(Page extract)
****************

Dr Pramod Kumar Joshi, Honorary Director, Agro-economic Research Centre & Secretary, National Academy of Agricultural Sciences, shares his views on the mass flight of daily wage workers due to the lockdown to contain Covid-19 with TPCI. He thinks that the present crisis can be converted into opportunities by creating more regular and remunerative jobs in rural and peri-urban areas.

TPCI: What, in your opinion, are the reasons responsible for the large-scale exodus of migrants from cities to villages? How do you see the near term impact of this on India’s urban economy after the lockdown is lifted?  

Dr. PK Joshi (PKJ): The Covid-19 pandemic has severely threatened the lives and livelihoods of the global community. The worst affected are the poor for their life, food and livelihood security. In India, the poor and daily wage earners were suddenly affected due to the nationwide lockdown that led to mass exodus from cities to rural areas. The main reasons for such a mass exodus were threat to health (or life) of self and family members, unavailability of food, and uncertainty for livelihood. Since the lockdown adversely affected employment and income opportunities, the migrants felt that their own villages may be more safe and secure. Fake news and miscommunication about availability of transport to their destinations have further aggravated the problem.

“Reverse migration due to Covid-19 is a temporary phenomenon. As soon as the situation becomes normal, the migrants will return to urban areas. It is all driven by demand for and supply of labour.”

Such a mass exodus is not a new phenomenon. These are often seen globally during natural calamities, such as floods, earthquakes, tsunami, wars, conflicts, etc. Due to their very localized presence, these are not noticed many times. The migration happens mainly to ensure food and livelihood security. In the present situation, the panic of the Coronavirus has further intensified the problem. 

In my view, the reverse migration due to Covid-19 is a temporary phenomenon. As soon as the situation becomes normal, the migrants will return to urban areas. It is all driven by demand for and supply of labour. Since rural areas do not have lucrative and sustained employment opportunities, these migrants will go back as soon as the situation becomes normal.  Moreover, rural areas have a perennial problem of under-employment and disguised unemployment. In addition, they may not absorb the sudden influx of revers migration.

****************

(Data)
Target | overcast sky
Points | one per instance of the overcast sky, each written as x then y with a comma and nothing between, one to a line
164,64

****************

(Work request 1)
In the interview on migrant workers, what does Dr. Joshi give as the main reasons for the mass exodus from cities?
(Work request 2)
Reproduce word for word everything in the interview on migrant workers from "In my view, the" down to "of revers migration.".
(Work request 3)
Write the next part of the interview on migrant workers, starting after its last sentence.
The lines can be set aside; nothing here depends on them.

(Exercise result 1)
Threat to the health or life of self and family members, unavailability of food, and uncertainty for livelihood.

(Exercise result 2)
In my view, the reverse migration due to Covid-19 is a temporary phenomenon. As soon as the situation becomes normal, the migrants will return to urban areas. It is all driven by demand for and supply of labour. Since rural areas do not have lucrative and sustained employment opportunities, these migrants will go back as soon as the situation becomes normal.  Moreover, rural areas have a perennial problem of under-employment and disguised unemployment. In addition, they may not absorb the sudden influx of revers migration.

(Exercise result 3)
However, bringing the situation back to normal will depend upon the strategies designed and implemented in affected areas. There are predictions that the urban economy contributes 70-75% to the national gross domestic product. This will definitely be affected in the 2020-21 financial year. Reviving to this level will depend upon government policies, public and private sector investment, industrial revival, and building community confidence. In my view, during this financial year, agriculture will be the main source of economic growth in India.

TPCI: Large-scale migration appears to support the view in favour of large-scale decentralisation of the Indian economy, so that people in remote areas need not migrate to cities. What is your perspective on this?

PKJ: The present crisis can be converted into opportunities by creating more regular and remunerative jobs in rural and peri-urban areas. Unfortunately, the rural areas do not have better income and employment opportunities than in the cities. A government report revealed that a rural worker is earning less than half of his counterpart in urban areas. Besides, the rural areas do not have enough opportunities to provide full employment at wages equivalent to the urban areas. These areas also lack basic amenities such as safe water, sanitation, electricity, education and health. However, ensuring effective rural-urban linkages and developing adequate infrastructure will favour decentralization of Indian economy.

Recently, the International Food Policy Research Institute proposed the concept of ‘Rurbanomics’ to revitalize rural economies. The concept emphasized the interrelatedness and interdependence of rural and urban economies. It hinges on the premise that the rural areas originate national, regional and global value chains of agricultural and non-agricultural commodities. However, it is a daunting task, unless appropriate infrastructure and institutional arrangements are being developed in rural areas.  

TPCI: How can rural India’s contribution to current GVA be augmented? And what role do you see for rural India in the development of the economy, in farm and non-farm sectors?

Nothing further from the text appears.